— Start Source data —

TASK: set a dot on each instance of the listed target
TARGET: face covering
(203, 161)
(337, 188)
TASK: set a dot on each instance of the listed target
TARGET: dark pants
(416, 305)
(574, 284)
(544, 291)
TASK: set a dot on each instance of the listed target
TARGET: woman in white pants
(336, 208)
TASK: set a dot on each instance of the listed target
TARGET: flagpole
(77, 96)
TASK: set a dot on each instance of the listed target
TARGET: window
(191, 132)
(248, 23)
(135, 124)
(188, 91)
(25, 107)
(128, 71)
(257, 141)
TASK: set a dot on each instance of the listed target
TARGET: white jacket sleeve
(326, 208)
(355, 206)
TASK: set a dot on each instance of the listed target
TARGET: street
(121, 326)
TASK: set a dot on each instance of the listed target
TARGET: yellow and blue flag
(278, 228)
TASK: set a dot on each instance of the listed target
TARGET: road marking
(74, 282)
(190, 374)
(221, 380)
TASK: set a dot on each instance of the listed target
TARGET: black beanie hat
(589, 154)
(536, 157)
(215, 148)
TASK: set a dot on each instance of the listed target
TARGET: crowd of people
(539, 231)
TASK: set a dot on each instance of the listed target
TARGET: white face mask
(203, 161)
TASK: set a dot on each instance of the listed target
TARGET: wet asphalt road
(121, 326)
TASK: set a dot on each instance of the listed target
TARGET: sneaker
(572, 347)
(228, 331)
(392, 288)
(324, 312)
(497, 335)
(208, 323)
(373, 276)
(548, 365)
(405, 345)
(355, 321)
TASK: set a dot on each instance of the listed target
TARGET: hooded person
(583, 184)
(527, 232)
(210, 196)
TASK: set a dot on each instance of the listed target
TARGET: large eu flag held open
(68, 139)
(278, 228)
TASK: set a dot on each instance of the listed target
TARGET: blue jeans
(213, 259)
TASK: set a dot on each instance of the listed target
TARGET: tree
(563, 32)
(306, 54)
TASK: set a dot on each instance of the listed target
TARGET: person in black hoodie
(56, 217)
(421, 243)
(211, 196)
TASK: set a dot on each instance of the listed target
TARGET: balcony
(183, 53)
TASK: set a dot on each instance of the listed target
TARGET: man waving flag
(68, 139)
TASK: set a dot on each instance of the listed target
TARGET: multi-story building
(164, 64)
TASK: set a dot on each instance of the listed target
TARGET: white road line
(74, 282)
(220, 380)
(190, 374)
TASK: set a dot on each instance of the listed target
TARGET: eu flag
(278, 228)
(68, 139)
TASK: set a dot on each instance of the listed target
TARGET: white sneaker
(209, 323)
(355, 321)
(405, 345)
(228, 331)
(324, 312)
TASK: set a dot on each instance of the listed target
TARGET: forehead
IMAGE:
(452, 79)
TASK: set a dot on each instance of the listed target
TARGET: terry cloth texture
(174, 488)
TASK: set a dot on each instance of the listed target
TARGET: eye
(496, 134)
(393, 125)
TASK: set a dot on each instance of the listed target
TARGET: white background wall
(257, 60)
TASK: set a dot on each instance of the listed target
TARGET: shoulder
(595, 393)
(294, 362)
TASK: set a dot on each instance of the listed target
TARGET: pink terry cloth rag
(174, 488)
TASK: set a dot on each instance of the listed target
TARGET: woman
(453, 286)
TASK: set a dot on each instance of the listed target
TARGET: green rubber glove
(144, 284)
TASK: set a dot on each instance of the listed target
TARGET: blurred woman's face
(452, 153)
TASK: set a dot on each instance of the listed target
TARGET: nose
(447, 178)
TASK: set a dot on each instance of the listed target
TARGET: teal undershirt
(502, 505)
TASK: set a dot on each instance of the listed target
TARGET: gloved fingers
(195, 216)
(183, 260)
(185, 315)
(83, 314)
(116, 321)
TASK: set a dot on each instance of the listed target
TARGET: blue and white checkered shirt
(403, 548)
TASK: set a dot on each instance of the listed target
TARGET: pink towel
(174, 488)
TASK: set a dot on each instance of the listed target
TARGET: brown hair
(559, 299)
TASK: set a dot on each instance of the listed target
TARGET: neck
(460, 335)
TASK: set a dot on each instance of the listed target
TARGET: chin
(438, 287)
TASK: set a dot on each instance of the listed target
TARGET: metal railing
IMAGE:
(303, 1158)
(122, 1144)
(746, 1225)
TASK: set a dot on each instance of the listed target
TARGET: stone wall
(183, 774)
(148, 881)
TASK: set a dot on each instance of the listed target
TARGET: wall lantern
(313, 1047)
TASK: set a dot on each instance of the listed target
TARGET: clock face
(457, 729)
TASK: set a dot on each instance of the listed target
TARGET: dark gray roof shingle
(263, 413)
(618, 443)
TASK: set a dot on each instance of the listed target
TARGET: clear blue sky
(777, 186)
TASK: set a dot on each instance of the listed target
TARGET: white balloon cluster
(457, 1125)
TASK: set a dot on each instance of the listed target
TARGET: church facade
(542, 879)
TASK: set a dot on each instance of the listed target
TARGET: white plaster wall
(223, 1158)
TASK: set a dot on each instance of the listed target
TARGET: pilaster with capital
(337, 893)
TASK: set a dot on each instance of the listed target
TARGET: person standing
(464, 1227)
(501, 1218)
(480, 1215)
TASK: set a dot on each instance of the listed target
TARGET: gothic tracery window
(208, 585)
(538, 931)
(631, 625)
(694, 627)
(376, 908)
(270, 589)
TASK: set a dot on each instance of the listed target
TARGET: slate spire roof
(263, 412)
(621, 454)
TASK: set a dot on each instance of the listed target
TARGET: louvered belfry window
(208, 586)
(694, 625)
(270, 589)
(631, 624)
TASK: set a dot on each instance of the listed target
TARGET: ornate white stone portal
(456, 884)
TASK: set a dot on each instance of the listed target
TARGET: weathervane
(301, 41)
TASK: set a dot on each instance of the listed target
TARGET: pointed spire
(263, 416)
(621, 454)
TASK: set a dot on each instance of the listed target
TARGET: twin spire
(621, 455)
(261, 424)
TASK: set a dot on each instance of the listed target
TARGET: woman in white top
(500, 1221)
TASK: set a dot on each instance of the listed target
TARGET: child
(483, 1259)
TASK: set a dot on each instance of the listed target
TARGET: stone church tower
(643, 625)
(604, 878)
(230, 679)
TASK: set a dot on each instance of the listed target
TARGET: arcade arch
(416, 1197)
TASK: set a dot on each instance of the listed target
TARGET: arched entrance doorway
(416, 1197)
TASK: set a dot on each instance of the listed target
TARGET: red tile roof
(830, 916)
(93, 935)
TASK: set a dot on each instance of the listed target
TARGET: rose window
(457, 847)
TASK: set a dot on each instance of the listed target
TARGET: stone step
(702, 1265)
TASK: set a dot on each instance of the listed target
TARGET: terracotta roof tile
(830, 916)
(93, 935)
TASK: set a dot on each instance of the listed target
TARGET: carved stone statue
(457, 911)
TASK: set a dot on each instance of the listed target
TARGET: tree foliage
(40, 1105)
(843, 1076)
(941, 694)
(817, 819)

— End Source data —

Aim
Make an exact copy of the material above.

Solution below
TASK: set a dot on each instance of the listed target
TARGET: face covering
(203, 161)
(337, 188)
TASK: set a dot on each instance of the listed target
TARGET: dark pants
(416, 305)
(574, 284)
(544, 291)
TASK: set a dot on each instance of the listed target
TARGET: woman in white pants
(336, 208)
TASK: set a dot on each instance of the listed target
TARGET: flagpole
(77, 96)
TASK: set a dot on each instance of the listed target
TARGET: window
(191, 132)
(248, 23)
(135, 124)
(188, 91)
(25, 107)
(128, 71)
(257, 141)
TASK: set a dot on each instance of the listed target
TARGET: white jacket sleeve
(326, 208)
(355, 206)
TASK: set a dot on each instance of the listed target
TARGET: street
(121, 326)
TASK: set a dot on each instance of the listed target
TARGET: yellow and blue flag
(278, 228)
TASK: set a dot on each instance of the listed target
TARGET: road marking
(74, 282)
(190, 374)
(221, 380)
TASK: set a dot on each instance of the listed target
TARGET: black beanie hat
(589, 154)
(536, 157)
(215, 148)
TASK: set a dot on each instance of the listed target
TARGET: crowd of people
(539, 231)
TASK: set a dot on each instance of the listed target
TARGET: white face mask
(203, 161)
TASK: set a dot on each instance of the listed target
TARGET: wet asphalt road
(121, 326)
TASK: set a dot on each instance of the listed target
TARGET: sneaker
(572, 347)
(228, 331)
(392, 288)
(324, 312)
(497, 335)
(208, 323)
(373, 276)
(548, 365)
(405, 345)
(355, 321)
TASK: set a dot on each instance of the listed target
TARGET: hooded person
(583, 184)
(527, 232)
(210, 196)
TASK: set a dot on each instance of the listed target
TARGET: large eu flag held open
(68, 139)
(278, 228)
TASK: set a dot on each instance of the listed target
TARGET: blue jeans
(213, 259)
TASK: set a dot on each instance of the listed target
TARGET: tree
(563, 32)
(306, 54)
TASK: set a dot on each instance of the listed target
TARGET: person in black hoodie
(56, 217)
(421, 243)
(211, 196)
TASK: set a dot on each instance of the listed target
TARGET: balcony
(183, 53)
TASK: set a dot on each instance of the listed target
TARGET: man waving flag
(68, 139)
TASK: set a dot on each instance of the listed target
TARGET: multi-story building
(164, 64)
TASK: set a dot on each instance of the listed target
TARGET: white road line
(74, 282)
(220, 380)
(190, 374)
TASK: set a dot on each instance of the listed target
TARGET: eu flag
(278, 228)
(68, 139)
TASK: set a dot on each instance of the listed target
TARGET: white sneaker
(209, 323)
(355, 321)
(405, 345)
(228, 331)
(324, 312)
TASK: set a dot on each instance of the listed target
TARGET: forehead
IMAGE:
(452, 79)
TASK: set a dot on each instance of the listed target
TARGET: terry cloth texture
(174, 488)
TASK: set a dot on each instance of the listed target
TARGET: eye
(496, 134)
(393, 125)
TASK: set a dot on each instance of the listed target
TARGET: white background wall
(257, 60)
TASK: set a dot on each instance of the listed target
TARGET: shoulder
(595, 393)
(294, 362)
TASK: set a dot on each instance of the listed target
TARGET: pink terry cloth rag
(174, 488)
TASK: set a dot on each instance of the listed target
TARGET: woman
(453, 286)
TASK: set a dot on each instance of the listed target
TARGET: green rubber glove
(144, 284)
TASK: set a dot on each instance of the listed target
TARGET: blurred woman's face
(452, 153)
TASK: set a dot on each instance of the listed target
TARGET: nose
(447, 178)
TASK: set a dot on each instance of the listed target
TARGET: teal undershirt
(502, 505)
TASK: set a dot on each instance of the listed target
TARGET: gloved fingers
(195, 216)
(183, 260)
(185, 315)
(83, 314)
(116, 321)
TASK: set a dot on each instance of the listed target
TARGET: blue and white checkered shirt
(403, 548)
TASK: set a dot on each instance of the listed target
TARGET: pink towel
(174, 488)
TASK: set a dot on each instance of the listed target
TARGET: brown hair
(559, 299)
TASK: set a dot on each instance of the listed target
TARGET: neck
(460, 335)
TASK: set a dot on each instance of the listed target
TARGET: chin
(438, 287)
TASK: set a dot on each instance of the listed target
TARGET: metal railing
IMAGE:
(303, 1158)
(122, 1144)
(746, 1225)
TASK: set a dot on each instance of the listed target
TARGET: stone wall
(183, 774)
(148, 881)
TASK: set a dot on each instance of the listed target
TARGET: wall lantern
(313, 1047)
TASK: set a dot on each instance of the listed target
TARGET: clock face
(457, 729)
TASK: set a dot on each instance of the listed target
TARGET: dark gray roof shingle
(263, 413)
(618, 443)
TASK: set a dot on each instance of the listed target
TARGET: clear blue sky
(777, 186)
TASK: set a dot on each instance of the listed target
TARGET: white balloon cluster
(457, 1125)
TASK: set a dot on each instance of the listed target
TARGET: church facade
(542, 879)
TASK: set a dot on each instance of the listed target
TARGET: white plaster wall
(223, 1158)
TASK: set a dot on each instance of the listed target
TARGET: pilaster with capital
(337, 893)
TASK: set a dot on each instance of the listed target
TARGET: person standing
(464, 1227)
(501, 1218)
(480, 1215)
TASK: set a dot on each instance of the listed target
TARGET: gothic tracery window
(208, 585)
(538, 931)
(631, 625)
(694, 627)
(376, 908)
(270, 589)
TASK: set a dot on each instance of the listed target
TARGET: slate spire roof
(263, 412)
(621, 454)
TASK: set a dot on each instance of the listed target
TARGET: louvered belfry window
(208, 586)
(694, 625)
(270, 589)
(631, 624)
TASK: set a dot on each instance of the listed target
TARGET: ornate white stone portal
(456, 884)
TASK: set a dot on each instance of the listed target
TARGET: weathervane
(301, 41)
TASK: set a dot on each instance of the listed target
TARGET: pointed spire
(263, 416)
(621, 454)
TASK: set a dot on each instance of the listed target
TARGET: twin spire
(621, 455)
(261, 424)
TASK: set a dot on each instance of the listed target
TARGET: woman in white top
(500, 1221)
TASK: set a dot on each instance of the listed target
TARGET: child
(483, 1259)
TASK: set a dot on each instance of the listed target
TARGET: stone church tower
(643, 625)
(604, 878)
(230, 679)
TASK: set a dot on each instance of the listed target
TARGET: arcade arch
(416, 1197)
TASK: set a dot on each instance of the listed target
TARGET: arched entrance doorway
(416, 1197)
TASK: set a dot on each instance of the listed target
TARGET: red tile roof
(830, 916)
(93, 935)
TASK: set a dot on each instance of the listed target
TARGET: rose window
(457, 847)
TASK: set a dot on each instance of the listed target
TARGET: stone step
(702, 1265)
TASK: set a dot on each instance of the listed target
TARGET: terracotta roof tile
(830, 916)
(93, 935)
TASK: set a dot on each instance of the listed target
TARGET: carved stone statue
(457, 911)
TASK: set a dot on each instance of the listed target
TARGET: tree foliage
(40, 1105)
(843, 1076)
(941, 694)
(817, 819)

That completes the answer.